- [SET EXERCISE]: Show each line in the entries below that contains the word "lawn".

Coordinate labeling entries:
* Begin *

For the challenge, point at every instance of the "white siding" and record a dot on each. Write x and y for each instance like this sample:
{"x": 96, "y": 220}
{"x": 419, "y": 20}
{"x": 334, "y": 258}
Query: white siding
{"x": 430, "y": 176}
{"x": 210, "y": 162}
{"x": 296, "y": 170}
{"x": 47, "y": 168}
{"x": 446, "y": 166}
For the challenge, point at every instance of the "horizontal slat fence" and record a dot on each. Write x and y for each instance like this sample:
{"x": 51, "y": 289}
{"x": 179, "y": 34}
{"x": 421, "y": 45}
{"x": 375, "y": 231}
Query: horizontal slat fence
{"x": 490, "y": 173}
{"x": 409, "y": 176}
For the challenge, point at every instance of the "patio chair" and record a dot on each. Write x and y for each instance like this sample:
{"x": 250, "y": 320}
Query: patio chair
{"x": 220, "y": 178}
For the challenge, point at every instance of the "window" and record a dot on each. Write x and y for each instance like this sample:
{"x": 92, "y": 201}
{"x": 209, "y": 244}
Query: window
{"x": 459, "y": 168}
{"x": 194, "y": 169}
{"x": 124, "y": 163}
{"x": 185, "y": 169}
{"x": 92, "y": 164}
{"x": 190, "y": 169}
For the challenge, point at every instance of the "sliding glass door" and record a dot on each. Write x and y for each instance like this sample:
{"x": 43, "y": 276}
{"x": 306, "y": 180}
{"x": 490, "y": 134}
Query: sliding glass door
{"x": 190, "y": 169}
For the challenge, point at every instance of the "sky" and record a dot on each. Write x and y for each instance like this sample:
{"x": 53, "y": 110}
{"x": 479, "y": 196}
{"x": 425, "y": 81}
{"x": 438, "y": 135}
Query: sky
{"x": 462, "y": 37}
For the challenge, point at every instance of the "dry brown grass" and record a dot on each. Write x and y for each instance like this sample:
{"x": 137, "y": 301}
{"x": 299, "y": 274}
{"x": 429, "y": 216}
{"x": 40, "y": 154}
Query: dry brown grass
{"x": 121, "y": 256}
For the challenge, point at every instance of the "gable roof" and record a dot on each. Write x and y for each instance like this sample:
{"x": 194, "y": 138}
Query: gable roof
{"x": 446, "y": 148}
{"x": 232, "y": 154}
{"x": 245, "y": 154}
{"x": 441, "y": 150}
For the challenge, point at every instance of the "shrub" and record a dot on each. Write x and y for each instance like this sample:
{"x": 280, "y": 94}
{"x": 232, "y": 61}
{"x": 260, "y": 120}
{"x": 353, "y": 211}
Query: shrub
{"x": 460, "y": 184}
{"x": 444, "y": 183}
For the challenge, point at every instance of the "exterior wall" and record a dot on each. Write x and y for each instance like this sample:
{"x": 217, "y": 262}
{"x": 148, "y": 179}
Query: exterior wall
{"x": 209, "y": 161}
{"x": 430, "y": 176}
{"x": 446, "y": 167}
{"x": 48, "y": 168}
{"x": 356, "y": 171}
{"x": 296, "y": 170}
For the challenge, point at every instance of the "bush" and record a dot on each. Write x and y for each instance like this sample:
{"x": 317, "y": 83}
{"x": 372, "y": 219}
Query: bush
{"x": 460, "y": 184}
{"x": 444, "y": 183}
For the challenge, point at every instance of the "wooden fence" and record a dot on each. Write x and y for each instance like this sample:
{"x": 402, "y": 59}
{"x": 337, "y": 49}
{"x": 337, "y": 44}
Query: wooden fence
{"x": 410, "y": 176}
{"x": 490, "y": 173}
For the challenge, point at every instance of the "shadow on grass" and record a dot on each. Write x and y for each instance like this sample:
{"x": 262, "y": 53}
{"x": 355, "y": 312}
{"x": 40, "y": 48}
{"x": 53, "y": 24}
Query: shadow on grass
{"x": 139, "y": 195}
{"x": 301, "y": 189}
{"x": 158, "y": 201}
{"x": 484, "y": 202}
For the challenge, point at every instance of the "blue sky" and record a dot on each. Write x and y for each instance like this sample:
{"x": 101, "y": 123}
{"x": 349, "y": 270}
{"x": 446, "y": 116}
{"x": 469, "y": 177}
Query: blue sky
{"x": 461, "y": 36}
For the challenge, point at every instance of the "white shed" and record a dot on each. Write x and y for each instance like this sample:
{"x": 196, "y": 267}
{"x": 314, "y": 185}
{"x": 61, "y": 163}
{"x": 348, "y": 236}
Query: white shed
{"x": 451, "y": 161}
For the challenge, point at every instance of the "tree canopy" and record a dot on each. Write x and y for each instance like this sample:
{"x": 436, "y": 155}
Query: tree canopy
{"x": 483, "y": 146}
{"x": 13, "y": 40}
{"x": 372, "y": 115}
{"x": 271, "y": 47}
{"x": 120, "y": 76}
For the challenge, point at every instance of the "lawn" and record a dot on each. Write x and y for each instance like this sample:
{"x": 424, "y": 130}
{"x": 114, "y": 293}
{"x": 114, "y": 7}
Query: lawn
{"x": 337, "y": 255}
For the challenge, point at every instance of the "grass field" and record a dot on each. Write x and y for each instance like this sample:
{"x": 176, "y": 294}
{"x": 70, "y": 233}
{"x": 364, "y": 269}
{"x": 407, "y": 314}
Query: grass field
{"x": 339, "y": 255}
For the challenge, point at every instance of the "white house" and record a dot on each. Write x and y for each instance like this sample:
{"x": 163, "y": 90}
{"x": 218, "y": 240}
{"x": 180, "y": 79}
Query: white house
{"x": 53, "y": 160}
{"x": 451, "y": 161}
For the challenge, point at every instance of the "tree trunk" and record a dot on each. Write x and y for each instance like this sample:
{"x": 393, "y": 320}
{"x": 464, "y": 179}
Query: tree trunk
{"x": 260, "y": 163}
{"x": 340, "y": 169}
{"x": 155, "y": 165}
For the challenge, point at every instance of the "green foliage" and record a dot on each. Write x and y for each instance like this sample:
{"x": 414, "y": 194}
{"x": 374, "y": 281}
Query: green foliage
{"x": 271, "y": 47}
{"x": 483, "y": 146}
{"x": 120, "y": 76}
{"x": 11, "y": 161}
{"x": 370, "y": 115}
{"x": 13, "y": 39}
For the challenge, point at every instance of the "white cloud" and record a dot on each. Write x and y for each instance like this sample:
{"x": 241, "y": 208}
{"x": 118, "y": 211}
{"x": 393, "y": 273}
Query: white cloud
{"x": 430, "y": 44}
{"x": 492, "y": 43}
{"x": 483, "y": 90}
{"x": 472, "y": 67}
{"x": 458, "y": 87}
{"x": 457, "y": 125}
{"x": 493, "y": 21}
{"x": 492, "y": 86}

* End *

- [ANSWER]:
For the challenge, point at every instance of the "lawn" and record a dot on each. Write x and y for each instance like this sample:
Query: lawn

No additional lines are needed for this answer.